Task to carry out:
Reproduce the records below, changing every occurrence of "Feeder-station tally" to "Garden survey tally" and leaving all else unaltered.

Records from a collection:
>> Begin

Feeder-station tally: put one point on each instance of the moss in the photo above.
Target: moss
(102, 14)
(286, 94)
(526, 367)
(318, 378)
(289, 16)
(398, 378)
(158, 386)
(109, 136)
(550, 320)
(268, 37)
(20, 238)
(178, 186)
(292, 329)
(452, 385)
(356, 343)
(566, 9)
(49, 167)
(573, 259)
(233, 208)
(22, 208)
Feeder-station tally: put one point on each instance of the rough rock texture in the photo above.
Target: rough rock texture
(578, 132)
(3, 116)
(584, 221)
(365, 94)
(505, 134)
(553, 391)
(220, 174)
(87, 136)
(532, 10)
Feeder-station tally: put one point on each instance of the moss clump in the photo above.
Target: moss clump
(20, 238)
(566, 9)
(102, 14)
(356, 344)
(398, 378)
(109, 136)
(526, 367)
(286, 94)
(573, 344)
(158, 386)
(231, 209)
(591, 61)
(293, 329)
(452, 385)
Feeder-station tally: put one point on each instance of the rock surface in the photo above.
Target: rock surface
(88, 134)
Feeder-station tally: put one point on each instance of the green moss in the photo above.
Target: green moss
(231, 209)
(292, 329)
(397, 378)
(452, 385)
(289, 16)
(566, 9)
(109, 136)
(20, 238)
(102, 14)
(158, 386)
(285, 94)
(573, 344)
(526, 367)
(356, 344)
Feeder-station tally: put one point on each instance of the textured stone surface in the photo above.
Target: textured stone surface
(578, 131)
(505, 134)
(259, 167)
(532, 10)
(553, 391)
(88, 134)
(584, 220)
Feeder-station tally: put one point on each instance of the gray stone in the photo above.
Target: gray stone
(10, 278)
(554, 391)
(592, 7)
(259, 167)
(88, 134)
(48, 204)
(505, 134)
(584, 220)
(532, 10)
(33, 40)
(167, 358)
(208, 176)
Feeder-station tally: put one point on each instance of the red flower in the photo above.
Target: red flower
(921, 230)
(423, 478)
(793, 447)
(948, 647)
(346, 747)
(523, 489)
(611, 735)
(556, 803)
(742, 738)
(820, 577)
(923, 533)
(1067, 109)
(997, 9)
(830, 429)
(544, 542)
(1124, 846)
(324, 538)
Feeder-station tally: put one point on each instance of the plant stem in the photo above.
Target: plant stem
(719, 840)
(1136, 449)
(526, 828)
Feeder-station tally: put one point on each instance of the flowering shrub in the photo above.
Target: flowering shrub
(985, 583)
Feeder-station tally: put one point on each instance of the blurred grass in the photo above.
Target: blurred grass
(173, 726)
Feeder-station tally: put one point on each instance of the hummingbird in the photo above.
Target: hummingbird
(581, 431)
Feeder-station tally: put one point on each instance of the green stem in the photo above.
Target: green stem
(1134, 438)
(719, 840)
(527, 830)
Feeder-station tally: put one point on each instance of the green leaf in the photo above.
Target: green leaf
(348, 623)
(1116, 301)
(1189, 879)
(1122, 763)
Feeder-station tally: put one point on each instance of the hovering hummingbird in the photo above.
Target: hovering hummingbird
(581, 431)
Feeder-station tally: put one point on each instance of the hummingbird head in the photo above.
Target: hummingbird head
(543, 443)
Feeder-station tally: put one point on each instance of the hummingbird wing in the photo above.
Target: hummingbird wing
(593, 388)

>> End

Written answer:
Garden survey tally: put one point on each instance of the moss in the photo above.
Target: moss
(102, 14)
(286, 94)
(526, 367)
(318, 378)
(289, 16)
(398, 378)
(158, 386)
(109, 136)
(550, 320)
(268, 37)
(20, 238)
(178, 186)
(292, 329)
(452, 385)
(356, 343)
(566, 9)
(49, 167)
(573, 259)
(233, 208)
(22, 208)
Garden survey tally: put one point on each instance of the rough rock texture in the photo above.
Target: rough rock texture
(578, 132)
(3, 116)
(584, 221)
(365, 94)
(505, 134)
(553, 391)
(220, 174)
(87, 136)
(532, 10)
Garden survey tally: put one point on each instance of the moss clump in the photo above.
Target: moss clump
(20, 238)
(566, 9)
(102, 14)
(356, 344)
(398, 378)
(109, 136)
(526, 367)
(286, 94)
(573, 344)
(158, 386)
(231, 209)
(591, 61)
(293, 329)
(452, 385)
Garden survey tally: put one point on each instance of the rock surface in the photo above.
Target: rock surface
(88, 134)
Garden survey tally: put one point on each instance of the green moss in the photo above.
Target: green moss
(231, 209)
(292, 329)
(397, 378)
(452, 385)
(289, 16)
(566, 9)
(109, 136)
(20, 238)
(102, 14)
(158, 386)
(285, 94)
(573, 344)
(526, 367)
(356, 344)
Garden survey tally: put one point on each instance of the textured stone surface in the photo above.
Target: textured stone surface
(578, 131)
(505, 134)
(259, 167)
(532, 10)
(553, 391)
(88, 134)
(584, 220)
Garden survey tally: put one point on each instance of the gray stone in the photo above.
Target: gray stone
(10, 278)
(554, 391)
(592, 7)
(259, 167)
(88, 134)
(48, 204)
(505, 134)
(584, 220)
(532, 10)
(33, 40)
(167, 358)
(208, 176)
Garden survey tally: put one point on each instance of the red flower in the photo above.
Target: red flower
(921, 230)
(423, 478)
(793, 447)
(948, 647)
(346, 747)
(523, 489)
(611, 735)
(556, 803)
(742, 738)
(820, 577)
(923, 533)
(1067, 109)
(997, 9)
(830, 429)
(544, 542)
(1124, 846)
(324, 538)
Garden survey tally: put one point on each instance of the plant stem in the photo above.
Target: plant stem
(719, 840)
(1136, 449)
(526, 828)
Garden survey tally: put one point on each instance of the flowering shrub in the photo above.
Target: flowering shrub
(985, 583)
Garden survey tally: put one point on each instance of the blurred grass in the photo above.
Target: blurred grass
(173, 726)
Garden survey tally: put one point on each instance of the hummingbird in the photo above.
Target: hummingbird
(581, 431)
Garden survey tally: put one point on each instance of the green stem in the photo above.
Target: green stem
(1134, 438)
(719, 840)
(527, 830)
Garden survey tally: put one point on each instance of the green leaf in the photo above.
Target: green leaf
(348, 623)
(1116, 301)
(1189, 879)
(1122, 763)
Garden survey tally: put one point on each instance of the hovering hummingbird in the photo above.
Target: hovering hummingbird
(581, 431)
Garden survey tally: put one point on each instance of the hummingbird head in the photo above.
Target: hummingbird head
(543, 443)
Garden survey tally: put one point on each instance of the hummingbird wing in the photo above.
Target: hummingbird wing
(593, 388)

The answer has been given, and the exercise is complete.